**WHAT NEEDS TO BE DONE**.
Return the data below exactly, but only from the line containing "positive clicks: (284, 680)" through the line containing "positive clicks: (242, 711)", with both of those lines included.

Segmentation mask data
_ _ _ _ _ _ _

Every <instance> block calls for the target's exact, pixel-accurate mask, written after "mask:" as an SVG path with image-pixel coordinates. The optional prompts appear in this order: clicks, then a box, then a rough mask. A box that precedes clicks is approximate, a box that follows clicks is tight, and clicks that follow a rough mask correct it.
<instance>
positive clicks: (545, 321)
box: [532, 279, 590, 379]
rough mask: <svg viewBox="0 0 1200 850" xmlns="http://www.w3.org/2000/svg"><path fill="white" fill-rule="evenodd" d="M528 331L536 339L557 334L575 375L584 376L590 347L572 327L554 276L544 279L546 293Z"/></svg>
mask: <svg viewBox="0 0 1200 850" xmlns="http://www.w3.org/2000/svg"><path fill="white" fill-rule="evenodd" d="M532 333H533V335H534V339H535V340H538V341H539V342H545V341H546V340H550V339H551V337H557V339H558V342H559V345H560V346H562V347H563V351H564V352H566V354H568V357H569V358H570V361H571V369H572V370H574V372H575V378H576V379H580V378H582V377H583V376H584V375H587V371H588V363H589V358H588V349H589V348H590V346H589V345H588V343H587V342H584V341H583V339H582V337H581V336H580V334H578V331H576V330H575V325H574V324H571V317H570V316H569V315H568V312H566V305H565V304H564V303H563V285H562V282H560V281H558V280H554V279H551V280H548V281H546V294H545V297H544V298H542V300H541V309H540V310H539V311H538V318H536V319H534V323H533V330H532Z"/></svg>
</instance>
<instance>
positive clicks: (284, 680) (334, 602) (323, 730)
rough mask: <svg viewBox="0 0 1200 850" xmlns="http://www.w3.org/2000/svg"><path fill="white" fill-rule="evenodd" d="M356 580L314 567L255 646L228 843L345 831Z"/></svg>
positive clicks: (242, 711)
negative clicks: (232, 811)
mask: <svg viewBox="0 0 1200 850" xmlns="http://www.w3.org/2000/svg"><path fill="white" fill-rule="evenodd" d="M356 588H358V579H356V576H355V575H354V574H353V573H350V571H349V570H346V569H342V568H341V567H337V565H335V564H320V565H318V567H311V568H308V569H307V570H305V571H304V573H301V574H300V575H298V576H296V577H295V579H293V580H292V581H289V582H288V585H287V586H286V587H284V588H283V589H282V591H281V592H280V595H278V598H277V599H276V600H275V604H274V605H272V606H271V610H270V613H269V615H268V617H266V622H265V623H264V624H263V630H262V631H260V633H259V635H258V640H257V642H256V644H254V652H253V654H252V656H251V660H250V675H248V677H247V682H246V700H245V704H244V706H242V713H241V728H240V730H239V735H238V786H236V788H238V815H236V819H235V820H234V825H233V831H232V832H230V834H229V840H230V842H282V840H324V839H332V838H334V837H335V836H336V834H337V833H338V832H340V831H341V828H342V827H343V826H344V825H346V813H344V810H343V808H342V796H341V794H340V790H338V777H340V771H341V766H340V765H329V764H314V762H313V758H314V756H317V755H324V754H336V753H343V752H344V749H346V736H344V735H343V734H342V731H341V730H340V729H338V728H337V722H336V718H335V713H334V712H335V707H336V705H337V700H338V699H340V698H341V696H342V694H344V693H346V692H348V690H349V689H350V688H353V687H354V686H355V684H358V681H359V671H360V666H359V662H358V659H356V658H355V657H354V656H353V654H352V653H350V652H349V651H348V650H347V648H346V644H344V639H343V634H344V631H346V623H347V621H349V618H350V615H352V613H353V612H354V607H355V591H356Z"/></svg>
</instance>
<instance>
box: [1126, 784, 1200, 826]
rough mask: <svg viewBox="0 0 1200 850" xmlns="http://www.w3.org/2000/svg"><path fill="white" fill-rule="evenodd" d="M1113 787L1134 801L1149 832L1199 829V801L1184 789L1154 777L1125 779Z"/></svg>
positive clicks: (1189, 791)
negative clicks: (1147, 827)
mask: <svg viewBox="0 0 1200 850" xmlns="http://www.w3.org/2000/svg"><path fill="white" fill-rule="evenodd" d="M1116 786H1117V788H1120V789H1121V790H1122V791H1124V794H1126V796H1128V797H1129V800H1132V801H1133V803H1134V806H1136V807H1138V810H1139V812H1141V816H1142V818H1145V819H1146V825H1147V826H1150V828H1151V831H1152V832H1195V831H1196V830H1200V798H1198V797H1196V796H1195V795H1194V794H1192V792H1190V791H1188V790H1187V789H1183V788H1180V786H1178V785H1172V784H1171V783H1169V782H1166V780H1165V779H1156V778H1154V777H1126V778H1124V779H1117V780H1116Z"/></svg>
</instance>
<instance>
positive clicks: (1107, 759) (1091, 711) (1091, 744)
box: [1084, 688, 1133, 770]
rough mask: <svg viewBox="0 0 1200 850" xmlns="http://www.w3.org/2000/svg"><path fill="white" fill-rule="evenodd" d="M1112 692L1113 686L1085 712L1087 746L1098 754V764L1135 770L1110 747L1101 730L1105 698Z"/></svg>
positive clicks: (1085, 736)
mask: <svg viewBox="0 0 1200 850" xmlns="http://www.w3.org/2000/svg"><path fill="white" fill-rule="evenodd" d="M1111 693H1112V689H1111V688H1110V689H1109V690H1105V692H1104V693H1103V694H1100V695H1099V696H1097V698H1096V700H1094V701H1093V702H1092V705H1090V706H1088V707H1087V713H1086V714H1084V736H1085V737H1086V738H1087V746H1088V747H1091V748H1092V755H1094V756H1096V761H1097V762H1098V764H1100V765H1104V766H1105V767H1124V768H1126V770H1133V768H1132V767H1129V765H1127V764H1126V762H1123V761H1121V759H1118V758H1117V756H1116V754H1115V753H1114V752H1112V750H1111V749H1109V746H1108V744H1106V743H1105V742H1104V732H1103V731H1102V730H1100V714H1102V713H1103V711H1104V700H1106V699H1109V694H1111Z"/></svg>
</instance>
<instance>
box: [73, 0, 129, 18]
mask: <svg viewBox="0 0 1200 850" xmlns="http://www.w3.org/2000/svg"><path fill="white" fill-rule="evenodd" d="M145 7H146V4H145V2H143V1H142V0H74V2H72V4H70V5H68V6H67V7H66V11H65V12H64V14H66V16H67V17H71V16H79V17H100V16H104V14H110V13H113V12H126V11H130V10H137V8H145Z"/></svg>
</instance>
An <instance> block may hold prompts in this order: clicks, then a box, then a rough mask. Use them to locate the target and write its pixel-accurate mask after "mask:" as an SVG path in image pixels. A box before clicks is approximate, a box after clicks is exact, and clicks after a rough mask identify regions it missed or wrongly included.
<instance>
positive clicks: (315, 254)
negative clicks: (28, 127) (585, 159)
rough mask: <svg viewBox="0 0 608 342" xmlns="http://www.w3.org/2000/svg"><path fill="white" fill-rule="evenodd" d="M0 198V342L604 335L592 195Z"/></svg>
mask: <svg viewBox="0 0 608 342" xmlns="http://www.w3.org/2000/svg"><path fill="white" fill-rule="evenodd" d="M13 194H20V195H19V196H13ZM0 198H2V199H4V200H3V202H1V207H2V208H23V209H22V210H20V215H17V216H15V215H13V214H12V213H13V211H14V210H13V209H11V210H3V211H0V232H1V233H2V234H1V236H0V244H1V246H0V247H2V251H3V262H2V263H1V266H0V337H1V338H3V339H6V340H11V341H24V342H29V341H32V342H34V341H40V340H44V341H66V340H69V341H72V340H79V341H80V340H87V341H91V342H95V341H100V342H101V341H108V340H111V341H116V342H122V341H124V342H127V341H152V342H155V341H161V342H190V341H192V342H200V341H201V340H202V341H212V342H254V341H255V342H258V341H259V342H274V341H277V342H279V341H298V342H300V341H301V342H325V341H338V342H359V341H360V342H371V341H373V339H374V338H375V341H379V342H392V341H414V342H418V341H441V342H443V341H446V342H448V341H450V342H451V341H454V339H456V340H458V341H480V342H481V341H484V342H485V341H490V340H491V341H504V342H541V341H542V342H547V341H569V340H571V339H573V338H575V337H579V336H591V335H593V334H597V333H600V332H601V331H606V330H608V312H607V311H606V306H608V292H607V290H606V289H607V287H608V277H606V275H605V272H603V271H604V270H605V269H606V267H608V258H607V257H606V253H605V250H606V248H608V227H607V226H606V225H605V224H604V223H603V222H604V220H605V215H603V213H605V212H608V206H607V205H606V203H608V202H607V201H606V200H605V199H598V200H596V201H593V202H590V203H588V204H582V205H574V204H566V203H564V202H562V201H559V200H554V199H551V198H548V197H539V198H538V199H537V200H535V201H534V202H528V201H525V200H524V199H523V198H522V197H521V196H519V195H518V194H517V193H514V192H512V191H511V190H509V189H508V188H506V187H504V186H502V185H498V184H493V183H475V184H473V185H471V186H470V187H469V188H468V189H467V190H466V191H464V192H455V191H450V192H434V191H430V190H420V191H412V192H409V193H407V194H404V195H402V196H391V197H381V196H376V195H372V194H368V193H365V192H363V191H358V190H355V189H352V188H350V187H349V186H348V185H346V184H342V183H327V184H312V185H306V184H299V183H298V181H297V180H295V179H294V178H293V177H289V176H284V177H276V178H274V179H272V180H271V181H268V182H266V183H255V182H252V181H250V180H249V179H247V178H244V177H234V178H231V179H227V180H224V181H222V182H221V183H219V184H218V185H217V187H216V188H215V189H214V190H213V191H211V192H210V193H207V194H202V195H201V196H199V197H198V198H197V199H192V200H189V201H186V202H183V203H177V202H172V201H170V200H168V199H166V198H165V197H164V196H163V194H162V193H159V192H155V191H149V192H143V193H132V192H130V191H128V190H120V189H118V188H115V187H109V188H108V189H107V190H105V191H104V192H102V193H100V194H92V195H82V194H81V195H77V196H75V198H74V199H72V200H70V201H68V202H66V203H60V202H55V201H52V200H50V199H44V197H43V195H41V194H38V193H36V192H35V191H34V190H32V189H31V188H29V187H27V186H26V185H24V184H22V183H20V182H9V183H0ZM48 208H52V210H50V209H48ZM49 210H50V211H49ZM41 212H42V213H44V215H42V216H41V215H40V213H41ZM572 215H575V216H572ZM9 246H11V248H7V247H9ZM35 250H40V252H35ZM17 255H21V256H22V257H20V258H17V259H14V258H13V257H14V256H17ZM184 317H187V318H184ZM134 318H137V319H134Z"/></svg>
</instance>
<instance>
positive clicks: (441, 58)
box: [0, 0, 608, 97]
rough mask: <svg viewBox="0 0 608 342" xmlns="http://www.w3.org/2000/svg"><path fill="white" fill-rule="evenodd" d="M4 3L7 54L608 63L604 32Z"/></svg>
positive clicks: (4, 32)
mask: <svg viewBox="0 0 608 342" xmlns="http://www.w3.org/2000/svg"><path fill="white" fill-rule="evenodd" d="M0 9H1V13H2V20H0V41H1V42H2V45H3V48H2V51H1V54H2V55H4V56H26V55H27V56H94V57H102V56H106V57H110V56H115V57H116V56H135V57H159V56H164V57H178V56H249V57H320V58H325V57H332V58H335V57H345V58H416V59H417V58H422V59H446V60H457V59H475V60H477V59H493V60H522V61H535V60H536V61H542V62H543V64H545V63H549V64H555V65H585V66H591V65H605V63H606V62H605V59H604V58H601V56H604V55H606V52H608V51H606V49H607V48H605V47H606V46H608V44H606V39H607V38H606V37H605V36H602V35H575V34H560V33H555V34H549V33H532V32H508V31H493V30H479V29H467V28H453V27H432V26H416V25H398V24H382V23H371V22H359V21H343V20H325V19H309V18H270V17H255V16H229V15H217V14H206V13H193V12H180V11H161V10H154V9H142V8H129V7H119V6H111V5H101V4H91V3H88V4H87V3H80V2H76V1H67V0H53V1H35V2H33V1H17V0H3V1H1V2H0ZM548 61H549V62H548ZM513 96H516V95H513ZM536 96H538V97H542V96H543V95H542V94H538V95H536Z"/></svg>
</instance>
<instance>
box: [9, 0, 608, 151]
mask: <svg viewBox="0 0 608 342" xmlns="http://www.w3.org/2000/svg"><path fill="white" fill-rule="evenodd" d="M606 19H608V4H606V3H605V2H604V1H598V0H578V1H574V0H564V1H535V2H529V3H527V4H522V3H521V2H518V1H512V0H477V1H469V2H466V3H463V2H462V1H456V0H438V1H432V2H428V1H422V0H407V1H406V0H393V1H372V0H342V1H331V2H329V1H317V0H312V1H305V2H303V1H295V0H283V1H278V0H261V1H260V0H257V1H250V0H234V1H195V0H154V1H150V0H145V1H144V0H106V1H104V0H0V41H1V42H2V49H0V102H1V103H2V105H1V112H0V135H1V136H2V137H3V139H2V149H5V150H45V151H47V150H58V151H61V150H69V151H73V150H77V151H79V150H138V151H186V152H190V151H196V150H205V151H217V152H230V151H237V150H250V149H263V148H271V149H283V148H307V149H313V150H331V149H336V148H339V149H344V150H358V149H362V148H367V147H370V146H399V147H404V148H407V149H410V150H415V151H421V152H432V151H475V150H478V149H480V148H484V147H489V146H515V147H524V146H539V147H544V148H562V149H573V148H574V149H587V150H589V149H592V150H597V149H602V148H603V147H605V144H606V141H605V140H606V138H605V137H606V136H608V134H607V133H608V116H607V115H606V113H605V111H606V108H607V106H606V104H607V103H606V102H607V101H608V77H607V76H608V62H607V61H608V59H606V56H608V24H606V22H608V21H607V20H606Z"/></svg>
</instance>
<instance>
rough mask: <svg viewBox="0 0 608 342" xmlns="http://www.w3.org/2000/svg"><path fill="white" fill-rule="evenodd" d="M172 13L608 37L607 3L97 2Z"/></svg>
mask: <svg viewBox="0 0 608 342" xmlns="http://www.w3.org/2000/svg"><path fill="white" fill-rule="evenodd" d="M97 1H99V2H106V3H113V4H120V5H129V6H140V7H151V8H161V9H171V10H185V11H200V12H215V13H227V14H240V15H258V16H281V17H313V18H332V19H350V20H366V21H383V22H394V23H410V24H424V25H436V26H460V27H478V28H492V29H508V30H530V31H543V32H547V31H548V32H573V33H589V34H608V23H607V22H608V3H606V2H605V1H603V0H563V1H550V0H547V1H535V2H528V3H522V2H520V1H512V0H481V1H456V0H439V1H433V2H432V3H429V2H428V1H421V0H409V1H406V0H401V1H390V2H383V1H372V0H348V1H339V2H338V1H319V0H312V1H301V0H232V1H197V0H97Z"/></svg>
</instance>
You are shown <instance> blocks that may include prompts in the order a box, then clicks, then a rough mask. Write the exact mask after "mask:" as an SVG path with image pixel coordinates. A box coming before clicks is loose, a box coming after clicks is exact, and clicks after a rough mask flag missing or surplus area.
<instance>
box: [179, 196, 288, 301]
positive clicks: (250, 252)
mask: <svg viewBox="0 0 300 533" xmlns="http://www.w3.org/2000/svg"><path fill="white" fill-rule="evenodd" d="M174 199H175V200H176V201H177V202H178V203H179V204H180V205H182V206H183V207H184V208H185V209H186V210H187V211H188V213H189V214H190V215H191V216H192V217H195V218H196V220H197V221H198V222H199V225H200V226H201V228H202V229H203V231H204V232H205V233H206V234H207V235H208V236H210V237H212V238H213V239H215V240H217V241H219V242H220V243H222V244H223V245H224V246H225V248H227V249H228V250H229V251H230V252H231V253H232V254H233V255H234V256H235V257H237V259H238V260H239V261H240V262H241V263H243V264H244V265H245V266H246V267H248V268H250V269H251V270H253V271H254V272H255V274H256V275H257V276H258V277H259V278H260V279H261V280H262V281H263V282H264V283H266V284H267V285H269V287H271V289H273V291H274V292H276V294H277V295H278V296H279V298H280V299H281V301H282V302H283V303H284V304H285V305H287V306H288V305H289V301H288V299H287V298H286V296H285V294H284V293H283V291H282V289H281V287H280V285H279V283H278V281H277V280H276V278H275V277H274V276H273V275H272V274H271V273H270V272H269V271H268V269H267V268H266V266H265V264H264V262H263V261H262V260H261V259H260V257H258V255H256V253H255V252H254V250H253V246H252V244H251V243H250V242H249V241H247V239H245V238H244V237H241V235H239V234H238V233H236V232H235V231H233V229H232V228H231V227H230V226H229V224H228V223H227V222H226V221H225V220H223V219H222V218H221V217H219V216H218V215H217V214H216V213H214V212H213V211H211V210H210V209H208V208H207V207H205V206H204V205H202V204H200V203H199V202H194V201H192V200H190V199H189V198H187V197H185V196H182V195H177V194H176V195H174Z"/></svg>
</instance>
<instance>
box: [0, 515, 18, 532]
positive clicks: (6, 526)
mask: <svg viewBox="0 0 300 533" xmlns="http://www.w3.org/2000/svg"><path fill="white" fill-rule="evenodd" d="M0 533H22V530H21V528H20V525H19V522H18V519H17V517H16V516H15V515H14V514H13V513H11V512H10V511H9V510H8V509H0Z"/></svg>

_ _ _ _ _ _ _

**EXERCISE RESPONSE**.
positive clicks: (284, 680) (334, 602) (323, 730)
rough mask: <svg viewBox="0 0 1200 850" xmlns="http://www.w3.org/2000/svg"><path fill="white" fill-rule="evenodd" d="M356 580L314 567L255 646L228 843L345 831Z"/></svg>
positive clicks: (242, 711)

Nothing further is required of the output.